> YOUR GOAL: Copy the lines of the listing word for word, beginning at the line that contains "Each <instance> block" and stopping after the line that contains "box: [384, 259, 447, 279]".

> GIVEN RECORDS:
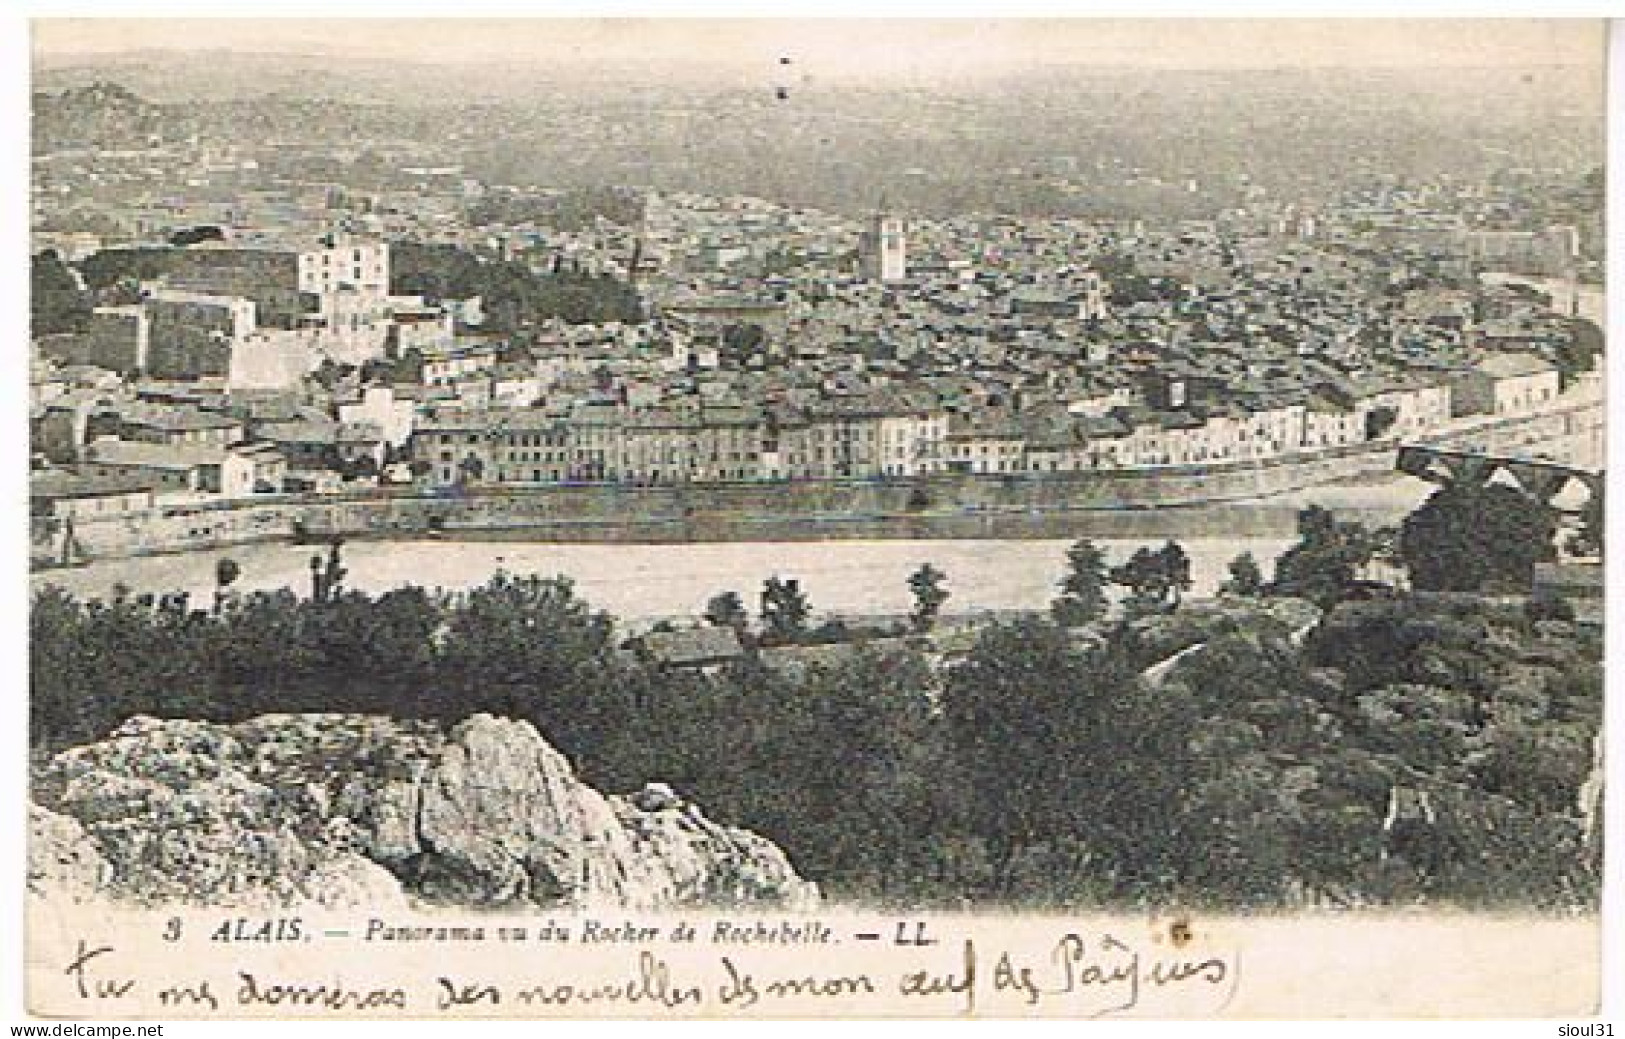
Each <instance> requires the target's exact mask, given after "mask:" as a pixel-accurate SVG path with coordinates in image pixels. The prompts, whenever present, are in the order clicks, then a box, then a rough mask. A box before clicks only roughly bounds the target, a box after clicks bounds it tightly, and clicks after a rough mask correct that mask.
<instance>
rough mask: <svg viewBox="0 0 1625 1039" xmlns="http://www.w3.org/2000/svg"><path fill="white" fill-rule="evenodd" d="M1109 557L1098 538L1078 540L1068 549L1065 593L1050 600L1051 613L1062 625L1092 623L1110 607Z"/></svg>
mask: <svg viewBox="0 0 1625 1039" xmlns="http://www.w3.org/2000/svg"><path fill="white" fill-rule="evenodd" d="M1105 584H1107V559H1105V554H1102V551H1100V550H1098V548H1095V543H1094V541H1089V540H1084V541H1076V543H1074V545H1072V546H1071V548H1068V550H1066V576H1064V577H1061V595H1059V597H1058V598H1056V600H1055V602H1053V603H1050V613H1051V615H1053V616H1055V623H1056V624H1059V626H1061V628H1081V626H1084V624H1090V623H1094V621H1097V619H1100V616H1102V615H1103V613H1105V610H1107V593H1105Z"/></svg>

* * *

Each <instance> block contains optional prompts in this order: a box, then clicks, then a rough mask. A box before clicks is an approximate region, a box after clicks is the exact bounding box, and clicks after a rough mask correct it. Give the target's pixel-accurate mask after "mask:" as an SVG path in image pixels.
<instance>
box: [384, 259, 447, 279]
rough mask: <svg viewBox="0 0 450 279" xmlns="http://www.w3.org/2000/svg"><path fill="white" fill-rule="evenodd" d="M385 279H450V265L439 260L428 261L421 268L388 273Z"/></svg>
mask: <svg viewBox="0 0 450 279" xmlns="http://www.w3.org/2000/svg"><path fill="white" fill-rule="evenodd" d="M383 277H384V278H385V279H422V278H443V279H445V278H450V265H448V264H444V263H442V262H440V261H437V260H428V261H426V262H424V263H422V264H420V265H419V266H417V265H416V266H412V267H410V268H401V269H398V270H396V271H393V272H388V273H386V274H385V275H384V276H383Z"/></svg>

> ANSWER FOR THE TASK:
Each <instance> block contains optional prompts in this order: a box, then clicks, then a rough mask. A box before clicks is an approximate region, a box after clicks is the exact bounding box, and clicks after a rough mask correct it. Give the target's pixel-accurate mask after "mask:" as an SVG path in image pixels.
<instance>
box: [384, 259, 447, 279]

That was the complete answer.